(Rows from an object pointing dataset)

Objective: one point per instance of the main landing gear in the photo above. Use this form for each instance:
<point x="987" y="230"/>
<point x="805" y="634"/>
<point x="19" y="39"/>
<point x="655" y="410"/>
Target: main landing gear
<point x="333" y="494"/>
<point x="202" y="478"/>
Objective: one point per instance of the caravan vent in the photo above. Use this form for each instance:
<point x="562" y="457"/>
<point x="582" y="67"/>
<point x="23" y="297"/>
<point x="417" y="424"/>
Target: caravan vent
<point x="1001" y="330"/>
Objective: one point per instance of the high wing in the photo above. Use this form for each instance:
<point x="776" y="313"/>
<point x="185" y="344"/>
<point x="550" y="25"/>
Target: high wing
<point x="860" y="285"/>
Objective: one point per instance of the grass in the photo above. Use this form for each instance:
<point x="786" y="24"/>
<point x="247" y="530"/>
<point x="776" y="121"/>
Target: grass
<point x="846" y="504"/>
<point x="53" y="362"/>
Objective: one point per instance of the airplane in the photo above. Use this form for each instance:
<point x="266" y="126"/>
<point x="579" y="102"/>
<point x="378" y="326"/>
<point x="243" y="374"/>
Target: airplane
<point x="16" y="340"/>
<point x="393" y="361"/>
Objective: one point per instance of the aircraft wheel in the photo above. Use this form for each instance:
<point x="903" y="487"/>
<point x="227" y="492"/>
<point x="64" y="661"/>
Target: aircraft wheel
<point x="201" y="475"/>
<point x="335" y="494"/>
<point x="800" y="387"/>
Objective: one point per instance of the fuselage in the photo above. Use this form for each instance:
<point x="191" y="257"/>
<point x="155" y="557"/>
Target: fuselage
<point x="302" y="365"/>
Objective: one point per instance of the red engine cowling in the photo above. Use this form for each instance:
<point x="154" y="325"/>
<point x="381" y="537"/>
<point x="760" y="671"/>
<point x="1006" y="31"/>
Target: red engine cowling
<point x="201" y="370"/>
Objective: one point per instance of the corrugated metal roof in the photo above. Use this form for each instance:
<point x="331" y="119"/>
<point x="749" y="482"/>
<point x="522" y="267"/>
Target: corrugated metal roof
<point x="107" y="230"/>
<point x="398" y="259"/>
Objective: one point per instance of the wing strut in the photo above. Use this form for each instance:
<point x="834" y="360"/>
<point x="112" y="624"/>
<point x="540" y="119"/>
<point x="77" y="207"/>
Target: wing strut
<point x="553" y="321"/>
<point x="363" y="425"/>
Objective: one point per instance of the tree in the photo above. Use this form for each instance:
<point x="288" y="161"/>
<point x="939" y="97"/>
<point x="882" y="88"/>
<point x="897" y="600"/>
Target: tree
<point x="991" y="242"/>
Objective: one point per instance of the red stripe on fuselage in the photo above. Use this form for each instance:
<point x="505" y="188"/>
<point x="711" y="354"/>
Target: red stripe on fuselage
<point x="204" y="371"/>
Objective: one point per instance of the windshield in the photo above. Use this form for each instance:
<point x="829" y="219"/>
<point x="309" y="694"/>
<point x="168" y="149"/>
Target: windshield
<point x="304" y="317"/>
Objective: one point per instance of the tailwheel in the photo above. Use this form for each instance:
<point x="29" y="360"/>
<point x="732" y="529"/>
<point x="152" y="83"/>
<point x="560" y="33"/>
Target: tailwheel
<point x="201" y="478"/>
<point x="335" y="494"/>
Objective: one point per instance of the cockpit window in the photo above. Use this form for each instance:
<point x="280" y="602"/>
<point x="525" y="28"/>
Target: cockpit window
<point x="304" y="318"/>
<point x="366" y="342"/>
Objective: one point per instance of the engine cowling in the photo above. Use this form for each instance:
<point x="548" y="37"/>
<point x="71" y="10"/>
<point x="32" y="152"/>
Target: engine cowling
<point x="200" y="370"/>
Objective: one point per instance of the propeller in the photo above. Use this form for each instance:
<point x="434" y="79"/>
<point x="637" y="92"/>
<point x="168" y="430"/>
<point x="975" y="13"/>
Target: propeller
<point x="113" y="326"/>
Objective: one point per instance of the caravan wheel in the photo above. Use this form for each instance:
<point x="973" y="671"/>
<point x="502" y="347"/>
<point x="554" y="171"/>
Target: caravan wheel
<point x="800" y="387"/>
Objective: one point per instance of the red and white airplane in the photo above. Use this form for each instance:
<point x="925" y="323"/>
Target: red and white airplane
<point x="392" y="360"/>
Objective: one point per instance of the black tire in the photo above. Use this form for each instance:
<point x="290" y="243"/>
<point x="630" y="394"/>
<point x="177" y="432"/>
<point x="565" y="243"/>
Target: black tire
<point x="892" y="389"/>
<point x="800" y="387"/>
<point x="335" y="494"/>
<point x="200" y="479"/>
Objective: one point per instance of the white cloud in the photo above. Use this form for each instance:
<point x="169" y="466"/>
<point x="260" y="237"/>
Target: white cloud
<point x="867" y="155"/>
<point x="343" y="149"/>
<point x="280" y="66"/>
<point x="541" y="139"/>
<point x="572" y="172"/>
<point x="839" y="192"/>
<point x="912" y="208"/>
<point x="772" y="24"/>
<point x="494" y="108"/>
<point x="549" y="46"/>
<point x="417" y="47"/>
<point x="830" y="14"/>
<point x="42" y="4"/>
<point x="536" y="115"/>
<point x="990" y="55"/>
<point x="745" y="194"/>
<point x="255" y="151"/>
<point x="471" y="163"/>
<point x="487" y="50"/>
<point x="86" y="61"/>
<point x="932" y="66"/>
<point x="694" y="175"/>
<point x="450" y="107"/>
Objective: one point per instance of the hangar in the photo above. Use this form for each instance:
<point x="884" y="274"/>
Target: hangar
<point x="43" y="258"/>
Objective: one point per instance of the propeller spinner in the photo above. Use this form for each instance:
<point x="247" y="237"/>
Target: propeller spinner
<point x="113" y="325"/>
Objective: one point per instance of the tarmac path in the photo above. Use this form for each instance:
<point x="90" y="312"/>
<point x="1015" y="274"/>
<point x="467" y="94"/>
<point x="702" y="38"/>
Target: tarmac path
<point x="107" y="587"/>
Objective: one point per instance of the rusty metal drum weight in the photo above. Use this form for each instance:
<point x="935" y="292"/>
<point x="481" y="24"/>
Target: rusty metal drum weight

# [Given task]
Put every line of the listing above into a Markdown table with two columns, Row and Line. Give each line its row number, and leave out blank lines.

# [Reply]
| Row | Line |
|---|---|
| 1 | Objective: one point per instance of the main landing gear in the photo above. Use this form for each instance: |
| 2 | <point x="987" y="230"/> |
| 3 | <point x="805" y="634"/> |
| 4 | <point x="19" y="39"/> |
| 5 | <point x="655" y="410"/> |
| 6 | Target: main landing gear |
| 7 | <point x="333" y="494"/> |
| 8 | <point x="202" y="478"/> |
| 9 | Objective: one point per instance of the caravan vent in the photo above. Use this form for each instance: |
| 10 | <point x="562" y="457"/> |
| 11 | <point x="582" y="67"/> |
| 12 | <point x="23" y="297"/> |
| 13 | <point x="417" y="424"/> |
| 14 | Target: caravan vent |
| 15 | <point x="1001" y="330"/> |
| 16 | Objective: one point per instance of the high wing in the photo above. Use this form for each instance: |
| 17 | <point x="776" y="313"/> |
| 18 | <point x="185" y="344"/> |
| 19 | <point x="550" y="25"/> |
| 20 | Target: high wing |
| 21 | <point x="860" y="285"/> |
| 22 | Objective: one point per instance of the grass in the photo above. Use this form for each instance: |
| 23 | <point x="786" y="24"/> |
| 24 | <point x="247" y="530"/> |
| 25 | <point x="776" y="121"/> |
| 26 | Target: grass |
| 27 | <point x="846" y="504"/> |
| 28 | <point x="53" y="362"/> |
| 29 | Objective: one point per instance of the airplane in the photo above. Use this form for each instance: |
| 30 | <point x="266" y="126"/> |
| 31 | <point x="579" y="102"/> |
| 32 | <point x="378" y="326"/> |
| 33 | <point x="243" y="374"/> |
| 34 | Target: airplane |
| 35 | <point x="16" y="340"/> |
| 36 | <point x="393" y="361"/> |
| 37 | Objective: one point per instance of the aircraft wheel in the photo above. Use this form for each instance: |
| 38 | <point x="903" y="487"/> |
| 39 | <point x="227" y="492"/> |
| 40 | <point x="64" y="661"/> |
| 41 | Target: aircraft wheel |
| 42 | <point x="201" y="475"/> |
| 43 | <point x="335" y="494"/> |
| 44 | <point x="800" y="387"/> |
| 45 | Objective: one point per instance of the fuselage in the photo above. Use this form for each instance: |
| 46 | <point x="191" y="257"/> |
| 47 | <point x="155" y="557"/> |
| 48 | Target: fuselage |
| 49 | <point x="302" y="365"/> |
| 50 | Objective: one point per instance of the red engine cowling in the photo above. Use this form for each instance: |
| 51 | <point x="154" y="325"/> |
| 52 | <point x="381" y="537"/> |
| 53 | <point x="760" y="671"/> |
| 54 | <point x="1006" y="31"/> |
| 55 | Target: red engine cowling |
| 56 | <point x="201" y="370"/> |
| 57 | Objective: one point per instance of the corrugated metal roof in the photo above. Use this form for each instance: |
| 58 | <point x="331" y="119"/> |
| 59 | <point x="749" y="482"/> |
| 60 | <point x="522" y="267"/> |
| 61 | Target: corrugated metal roof |
| 62 | <point x="107" y="230"/> |
| 63 | <point x="398" y="259"/> |
| 64 | Objective: one point per instance of the wing strut in the photo above. Use this form for each instance: |
| 65 | <point x="834" y="360"/> |
| 66 | <point x="112" y="624"/> |
| 67 | <point x="540" y="119"/> |
| 68 | <point x="77" y="207"/> |
| 69 | Target: wing strut |
| 70 | <point x="553" y="321"/> |
| 71 | <point x="363" y="425"/> |
| 72 | Objective: one point per instance of the tree in the photo above. Use this form for each instance: |
| 73 | <point x="288" y="161"/> |
| 74 | <point x="939" y="97"/> |
| 75 | <point x="882" y="88"/> |
| 76 | <point x="897" y="600"/> |
| 77 | Target: tree |
| 78 | <point x="991" y="242"/> |
| 79 | Objective: one point per instance of the red stripe on fuselage in the photo above. Use this form for each instance: |
| 80 | <point x="505" y="188"/> |
| 81 | <point x="711" y="354"/> |
| 82 | Target: red stripe on fuselage |
| 83 | <point x="204" y="371"/> |
| 84 | Objective: one point per instance of the windshield in the photo above. Use this form for each instance: |
| 85 | <point x="829" y="219"/> |
| 86 | <point x="309" y="694"/> |
| 87 | <point x="168" y="149"/> |
| 88 | Target: windshield |
| 89 | <point x="304" y="317"/> |
| 90 | Objective: one point per instance of the tailwheel in the photo above. Use this form for each instance: |
| 91 | <point x="29" y="360"/> |
| 92 | <point x="732" y="529"/> |
| 93 | <point x="152" y="83"/> |
| 94 | <point x="560" y="33"/> |
| 95 | Target: tailwheel |
| 96 | <point x="201" y="478"/> |
| 97 | <point x="335" y="494"/> |
| 98 | Objective: one point per instance of the cockpit window in the photo above. Use this form for each instance: |
| 99 | <point x="280" y="602"/> |
| 100 | <point x="525" y="28"/> |
| 101 | Target: cockpit window |
| 102 | <point x="304" y="318"/> |
| 103 | <point x="366" y="342"/> |
| 104 | Objective: one point per instance of the engine cowling in the photo above. Use this form for each instance: |
| 105 | <point x="548" y="37"/> |
| 106 | <point x="71" y="10"/> |
| 107 | <point x="32" y="152"/> |
| 108 | Target: engine cowling |
| 109 | <point x="200" y="370"/> |
| 110 | Objective: one point per instance of the propeller in the photo above. Use this form for each instance: |
| 111 | <point x="434" y="79"/> |
| 112 | <point x="637" y="92"/> |
| 113 | <point x="168" y="430"/> |
| 114 | <point x="975" y="13"/> |
| 115 | Target: propeller |
| 116 | <point x="113" y="326"/> |
| 117 | Objective: one point per instance of the caravan wheel in the photo above. Use this form for each instance: |
| 118 | <point x="973" y="671"/> |
| 119 | <point x="502" y="347"/> |
| 120 | <point x="554" y="171"/> |
| 121 | Target: caravan wheel |
| 122 | <point x="800" y="387"/> |
| 123 | Objective: one point per instance of the red and white airplane in the photo above. Use this form for each instance: |
| 124 | <point x="925" y="323"/> |
| 125 | Target: red and white airplane |
| 126 | <point x="392" y="360"/> |
| 127 | Objective: one point per instance of the black tire in the photo above. Use this form for each instance: |
| 128 | <point x="290" y="243"/> |
| 129 | <point x="630" y="394"/> |
| 130 | <point x="177" y="432"/> |
| 131 | <point x="565" y="243"/> |
| 132 | Target: black tire |
| 133 | <point x="892" y="389"/> |
| 134 | <point x="800" y="387"/> |
| 135 | <point x="335" y="494"/> |
| 136 | <point x="200" y="479"/> |
| 137 | Objective: one point per instance of the white cloud in the photo above. Use this form for each instance: |
| 138 | <point x="169" y="466"/> |
| 139 | <point x="260" y="237"/> |
| 140 | Target: white cloud |
| 141 | <point x="867" y="155"/> |
| 142 | <point x="343" y="149"/> |
| 143 | <point x="280" y="66"/> |
| 144 | <point x="541" y="139"/> |
| 145 | <point x="572" y="172"/> |
| 146 | <point x="839" y="192"/> |
| 147 | <point x="912" y="208"/> |
| 148 | <point x="772" y="24"/> |
| 149 | <point x="494" y="108"/> |
| 150 | <point x="549" y="46"/> |
| 151 | <point x="417" y="47"/> |
| 152 | <point x="830" y="14"/> |
| 153 | <point x="42" y="4"/> |
| 154 | <point x="536" y="115"/> |
| 155 | <point x="990" y="55"/> |
| 156 | <point x="745" y="194"/> |
| 157 | <point x="255" y="151"/> |
| 158 | <point x="471" y="163"/> |
| 159 | <point x="487" y="50"/> |
| 160 | <point x="86" y="61"/> |
| 161 | <point x="932" y="66"/> |
| 162 | <point x="694" y="175"/> |
| 163 | <point x="450" y="107"/> |
| 164 | Objective: one point per instance of the hangar in the photo above. Use this form for each instance: |
| 165 | <point x="884" y="274"/> |
| 166 | Target: hangar |
| 167 | <point x="43" y="258"/> |
| 168 | Objective: one point per instance of the propeller spinner in the photo above. Use this form for each instance: |
| 169 | <point x="247" y="237"/> |
| 170 | Target: propeller spinner |
| 171 | <point x="113" y="325"/> |
| 172 | Objective: one point per instance of the tarmac path in the photo above. Use this form for each instance: |
| 173 | <point x="90" y="312"/> |
| 174 | <point x="1015" y="274"/> |
| 175 | <point x="467" y="94"/> |
| 176 | <point x="702" y="38"/> |
| 177 | Target: tarmac path |
| 178 | <point x="107" y="587"/> |
| 179 | Objective: one point per instance of the rusty metal drum weight in the photo above. Use this form for each instance: |
| 180 | <point x="935" y="292"/> |
| 181 | <point x="481" y="24"/> |
| 182 | Target: rusty metal drum weight |